PROVIDED RECORDS Block Start

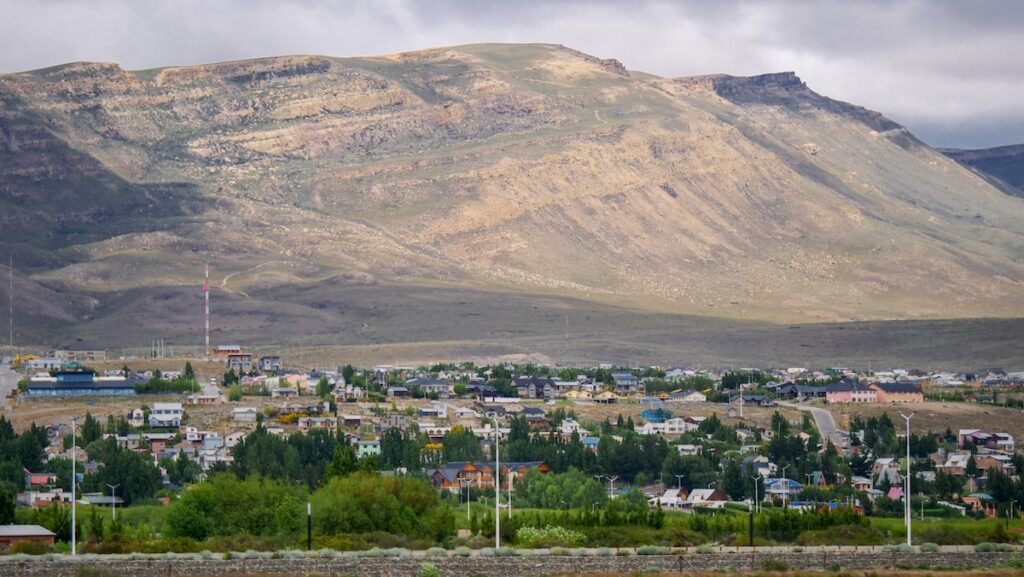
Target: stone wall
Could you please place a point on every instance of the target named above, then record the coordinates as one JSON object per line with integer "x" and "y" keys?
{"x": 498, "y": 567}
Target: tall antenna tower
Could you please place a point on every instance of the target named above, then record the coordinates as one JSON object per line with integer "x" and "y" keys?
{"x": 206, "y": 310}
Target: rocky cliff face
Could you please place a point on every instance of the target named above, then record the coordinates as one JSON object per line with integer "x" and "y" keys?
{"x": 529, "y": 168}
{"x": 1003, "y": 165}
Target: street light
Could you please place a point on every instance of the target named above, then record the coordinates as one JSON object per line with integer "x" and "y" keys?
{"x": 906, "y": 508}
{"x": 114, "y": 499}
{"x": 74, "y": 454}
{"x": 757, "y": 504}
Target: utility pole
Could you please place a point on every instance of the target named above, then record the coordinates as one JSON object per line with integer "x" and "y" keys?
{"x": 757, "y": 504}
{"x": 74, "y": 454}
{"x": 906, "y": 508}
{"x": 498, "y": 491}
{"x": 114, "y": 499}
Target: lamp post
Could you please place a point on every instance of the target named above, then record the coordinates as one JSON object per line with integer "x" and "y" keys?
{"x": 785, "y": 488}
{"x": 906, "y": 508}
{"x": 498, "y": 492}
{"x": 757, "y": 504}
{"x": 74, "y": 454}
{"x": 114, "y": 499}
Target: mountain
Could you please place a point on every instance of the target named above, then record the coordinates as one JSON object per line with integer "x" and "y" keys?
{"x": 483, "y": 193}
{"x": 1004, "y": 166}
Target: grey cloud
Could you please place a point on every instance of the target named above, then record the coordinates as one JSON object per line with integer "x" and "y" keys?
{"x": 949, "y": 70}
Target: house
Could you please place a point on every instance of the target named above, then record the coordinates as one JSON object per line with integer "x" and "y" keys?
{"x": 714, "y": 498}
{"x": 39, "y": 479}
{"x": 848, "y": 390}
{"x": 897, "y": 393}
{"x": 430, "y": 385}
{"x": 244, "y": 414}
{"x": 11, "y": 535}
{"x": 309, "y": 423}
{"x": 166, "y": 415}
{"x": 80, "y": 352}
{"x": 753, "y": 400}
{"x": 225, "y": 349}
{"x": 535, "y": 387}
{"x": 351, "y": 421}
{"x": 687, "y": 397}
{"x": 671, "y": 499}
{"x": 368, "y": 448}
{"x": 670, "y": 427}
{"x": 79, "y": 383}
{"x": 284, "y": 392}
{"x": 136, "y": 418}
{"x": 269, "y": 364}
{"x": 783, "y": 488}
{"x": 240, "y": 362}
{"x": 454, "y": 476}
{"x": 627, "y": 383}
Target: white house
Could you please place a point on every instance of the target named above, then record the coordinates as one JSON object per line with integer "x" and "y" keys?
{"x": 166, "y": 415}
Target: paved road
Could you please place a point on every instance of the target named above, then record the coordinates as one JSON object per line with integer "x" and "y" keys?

PROVIDED RECORDS Block End

**INSTRUCTIONS FOR THE TASK**.
Verbatim transcription needed, from the opening line of the entries above through the line containing "Target: tall antenna tower"; pictures do not belong in it.

**ANSWER TO THE EXERCISE**.
Target: stone wall
Could you please place a point on every instance of the target named above, then record the coordinates as one JSON object per line with integer "x" and "y" keys?
{"x": 498, "y": 567}
Target: tall antenna tower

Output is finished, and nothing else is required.